>> Begin Records provided
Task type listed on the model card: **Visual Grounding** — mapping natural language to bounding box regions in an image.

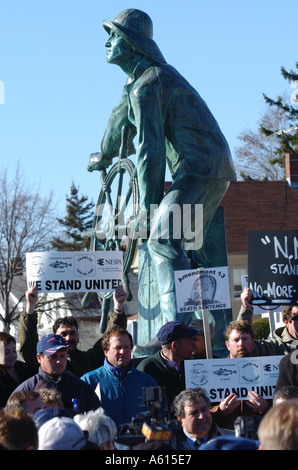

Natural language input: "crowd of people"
[0,286,298,452]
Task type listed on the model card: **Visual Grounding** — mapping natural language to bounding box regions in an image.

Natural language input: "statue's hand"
[87,152,112,171]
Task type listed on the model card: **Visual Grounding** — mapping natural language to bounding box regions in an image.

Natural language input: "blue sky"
[0,0,298,215]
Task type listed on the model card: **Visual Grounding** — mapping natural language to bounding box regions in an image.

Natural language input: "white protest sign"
[184,356,283,402]
[26,251,123,293]
[175,266,231,312]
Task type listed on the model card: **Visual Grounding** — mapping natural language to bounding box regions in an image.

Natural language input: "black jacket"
[9,367,101,412]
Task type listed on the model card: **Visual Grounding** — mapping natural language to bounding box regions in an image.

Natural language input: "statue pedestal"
[136,207,233,357]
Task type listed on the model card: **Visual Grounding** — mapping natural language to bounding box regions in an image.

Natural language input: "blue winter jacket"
[81,360,158,427]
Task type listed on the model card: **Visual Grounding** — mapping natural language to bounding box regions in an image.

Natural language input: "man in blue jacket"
[81,326,158,426]
[9,334,100,412]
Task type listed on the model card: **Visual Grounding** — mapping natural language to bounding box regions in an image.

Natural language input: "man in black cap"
[88,9,236,321]
[9,334,101,412]
[137,321,201,406]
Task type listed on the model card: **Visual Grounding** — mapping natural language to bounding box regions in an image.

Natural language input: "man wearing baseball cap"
[9,334,100,412]
[137,321,201,406]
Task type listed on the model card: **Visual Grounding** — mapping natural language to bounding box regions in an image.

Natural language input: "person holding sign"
[81,326,158,427]
[173,388,232,450]
[211,321,269,429]
[237,287,298,357]
[0,332,38,408]
[137,321,202,406]
[19,285,128,377]
[9,334,101,413]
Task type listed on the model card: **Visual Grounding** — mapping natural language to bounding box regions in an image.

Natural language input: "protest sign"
[248,230,298,306]
[184,356,283,402]
[241,274,281,315]
[26,251,123,293]
[175,266,231,312]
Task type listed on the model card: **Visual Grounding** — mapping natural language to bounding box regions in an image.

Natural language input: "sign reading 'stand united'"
[248,230,298,306]
[26,251,123,293]
[184,356,283,402]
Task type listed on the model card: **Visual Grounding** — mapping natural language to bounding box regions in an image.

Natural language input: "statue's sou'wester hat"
[103,8,166,64]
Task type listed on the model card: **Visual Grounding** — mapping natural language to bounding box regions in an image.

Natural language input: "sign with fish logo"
[184,356,283,402]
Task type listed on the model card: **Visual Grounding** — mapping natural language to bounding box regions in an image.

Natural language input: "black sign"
[248,230,298,307]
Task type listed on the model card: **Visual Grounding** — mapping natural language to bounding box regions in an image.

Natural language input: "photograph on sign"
[26,251,123,293]
[175,266,231,312]
[184,356,283,402]
[248,230,298,306]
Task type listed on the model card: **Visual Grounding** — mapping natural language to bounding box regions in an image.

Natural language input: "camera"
[115,387,180,448]
[234,416,262,441]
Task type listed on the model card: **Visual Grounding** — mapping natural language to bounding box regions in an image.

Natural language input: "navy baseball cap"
[36,334,67,356]
[156,321,202,344]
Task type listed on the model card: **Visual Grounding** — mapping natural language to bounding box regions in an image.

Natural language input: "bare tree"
[0,164,57,331]
[235,92,290,180]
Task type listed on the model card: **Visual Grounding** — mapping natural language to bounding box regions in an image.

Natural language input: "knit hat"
[38,417,87,450]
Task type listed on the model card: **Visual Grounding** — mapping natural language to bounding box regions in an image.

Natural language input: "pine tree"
[51,182,94,251]
[261,62,298,167]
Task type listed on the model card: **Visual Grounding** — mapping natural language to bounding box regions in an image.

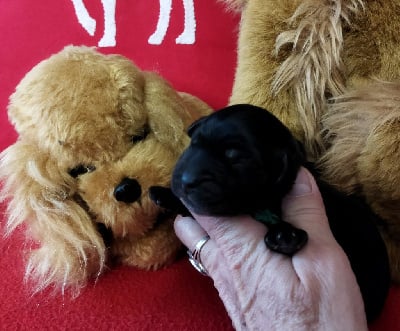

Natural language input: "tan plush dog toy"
[0,46,211,290]
[222,0,400,281]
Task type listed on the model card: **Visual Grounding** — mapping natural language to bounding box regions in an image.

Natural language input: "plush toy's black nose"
[114,178,142,203]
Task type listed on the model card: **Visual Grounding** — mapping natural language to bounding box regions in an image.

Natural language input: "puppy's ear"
[187,116,206,137]
[0,141,106,291]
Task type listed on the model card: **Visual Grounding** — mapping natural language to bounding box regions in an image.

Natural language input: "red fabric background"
[0,0,400,330]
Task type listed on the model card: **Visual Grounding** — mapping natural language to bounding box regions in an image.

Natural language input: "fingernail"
[289,169,312,196]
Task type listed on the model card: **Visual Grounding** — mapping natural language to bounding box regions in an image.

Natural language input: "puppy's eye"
[225,148,240,161]
[131,125,150,143]
[68,164,96,178]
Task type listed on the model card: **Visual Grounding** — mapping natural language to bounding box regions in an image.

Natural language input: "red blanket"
[0,0,400,330]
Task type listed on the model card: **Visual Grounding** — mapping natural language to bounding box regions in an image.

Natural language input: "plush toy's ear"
[144,73,211,152]
[0,141,106,291]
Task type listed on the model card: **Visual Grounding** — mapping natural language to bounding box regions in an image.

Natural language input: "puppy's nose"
[114,178,142,203]
[181,171,198,189]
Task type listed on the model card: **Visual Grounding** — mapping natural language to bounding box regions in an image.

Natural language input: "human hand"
[175,169,367,331]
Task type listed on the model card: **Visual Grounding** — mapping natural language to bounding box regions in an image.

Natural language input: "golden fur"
[221,0,400,281]
[0,46,211,291]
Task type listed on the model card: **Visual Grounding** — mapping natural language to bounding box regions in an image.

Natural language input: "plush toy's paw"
[149,186,190,216]
[264,222,308,256]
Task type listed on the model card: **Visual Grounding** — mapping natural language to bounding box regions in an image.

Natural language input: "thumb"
[282,168,333,244]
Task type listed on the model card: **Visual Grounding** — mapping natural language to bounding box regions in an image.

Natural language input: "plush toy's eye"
[131,124,150,143]
[68,164,96,178]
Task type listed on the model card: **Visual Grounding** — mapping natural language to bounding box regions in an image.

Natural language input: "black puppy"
[150,105,390,320]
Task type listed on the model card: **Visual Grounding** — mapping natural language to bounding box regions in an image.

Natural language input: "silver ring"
[187,235,210,276]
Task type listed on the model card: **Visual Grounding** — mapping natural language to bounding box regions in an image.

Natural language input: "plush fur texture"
[0,46,210,291]
[224,0,400,281]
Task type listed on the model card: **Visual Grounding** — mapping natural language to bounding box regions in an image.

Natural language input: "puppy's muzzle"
[114,178,142,203]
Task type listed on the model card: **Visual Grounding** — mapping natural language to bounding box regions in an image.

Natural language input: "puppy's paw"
[264,223,308,256]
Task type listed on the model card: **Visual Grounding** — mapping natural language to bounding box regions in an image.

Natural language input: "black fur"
[150,105,390,321]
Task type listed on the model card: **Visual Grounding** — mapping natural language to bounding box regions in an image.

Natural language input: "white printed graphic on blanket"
[148,0,196,45]
[71,0,196,47]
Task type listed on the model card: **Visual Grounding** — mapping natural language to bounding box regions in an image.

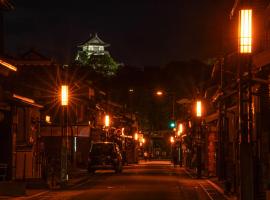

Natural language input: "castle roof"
[79,34,110,47]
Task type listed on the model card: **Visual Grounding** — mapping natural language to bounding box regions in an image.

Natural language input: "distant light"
[105,115,110,127]
[45,115,51,124]
[156,90,163,96]
[74,137,77,152]
[134,133,139,140]
[142,138,145,144]
[61,85,68,106]
[170,136,174,143]
[239,9,252,54]
[0,59,17,71]
[188,121,192,128]
[169,121,175,129]
[13,94,35,103]
[177,123,183,136]
[196,101,202,117]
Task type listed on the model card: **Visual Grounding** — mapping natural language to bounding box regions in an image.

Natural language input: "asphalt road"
[15,161,227,200]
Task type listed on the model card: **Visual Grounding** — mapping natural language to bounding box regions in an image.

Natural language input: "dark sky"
[5,0,233,66]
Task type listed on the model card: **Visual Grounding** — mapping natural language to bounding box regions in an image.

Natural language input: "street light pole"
[196,100,202,178]
[238,9,254,200]
[60,85,69,187]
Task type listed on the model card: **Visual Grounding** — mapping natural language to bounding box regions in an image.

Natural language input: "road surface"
[13,161,228,200]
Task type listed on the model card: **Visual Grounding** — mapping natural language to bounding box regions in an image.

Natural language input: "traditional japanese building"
[76,34,110,60]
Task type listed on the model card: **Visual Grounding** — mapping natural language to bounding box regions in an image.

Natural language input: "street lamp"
[196,100,202,117]
[104,115,110,127]
[196,100,202,178]
[177,123,183,136]
[134,133,139,141]
[238,9,252,54]
[45,115,52,124]
[61,85,68,106]
[170,136,174,144]
[155,90,175,121]
[61,85,69,186]
[238,8,256,200]
[104,114,110,140]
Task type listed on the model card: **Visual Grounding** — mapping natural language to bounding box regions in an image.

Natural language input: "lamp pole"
[196,100,202,178]
[60,85,69,187]
[238,8,254,200]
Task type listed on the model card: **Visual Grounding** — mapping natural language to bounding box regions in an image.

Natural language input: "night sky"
[5,0,233,66]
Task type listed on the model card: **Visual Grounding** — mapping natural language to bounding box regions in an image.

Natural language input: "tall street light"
[238,8,255,200]
[104,114,110,140]
[196,100,202,178]
[61,85,69,186]
[155,90,175,123]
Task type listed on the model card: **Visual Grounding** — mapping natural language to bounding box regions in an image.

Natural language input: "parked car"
[88,142,122,173]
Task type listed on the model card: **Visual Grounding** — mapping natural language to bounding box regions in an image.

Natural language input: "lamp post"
[177,123,184,167]
[238,8,254,200]
[156,90,175,124]
[61,85,69,187]
[196,100,202,178]
[104,114,110,141]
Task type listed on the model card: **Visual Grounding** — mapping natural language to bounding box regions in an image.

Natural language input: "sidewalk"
[0,169,90,200]
[184,168,237,200]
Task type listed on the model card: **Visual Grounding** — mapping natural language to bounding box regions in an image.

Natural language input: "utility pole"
[238,7,255,200]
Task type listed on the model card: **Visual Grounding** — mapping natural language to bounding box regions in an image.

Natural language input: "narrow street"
[15,161,225,200]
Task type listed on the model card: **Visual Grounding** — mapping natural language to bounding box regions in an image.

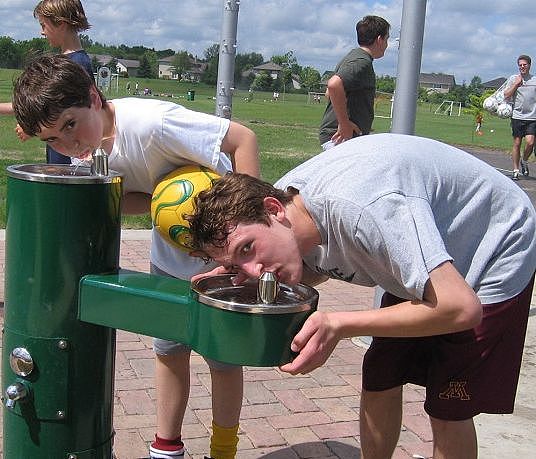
>> End Records provided
Please locate each line in the items above that contains the word "street", and copy those lines out in full.

Natural language input: "street light pole"
Natural language input: "street lamp"
Natural language input: "tall street light"
Natural language input: "narrow street"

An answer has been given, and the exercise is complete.